● Written request: Repeat the material below without changing a single word.

● Material supplied:
# # # #

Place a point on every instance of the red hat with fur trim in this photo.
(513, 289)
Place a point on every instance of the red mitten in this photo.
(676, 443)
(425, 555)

# # # #

● Exercise solution:
Place a point on every instance of the red hat with fur trim in this photo.
(513, 289)
Place a point on every instance of the red mitten in this photo.
(676, 443)
(425, 555)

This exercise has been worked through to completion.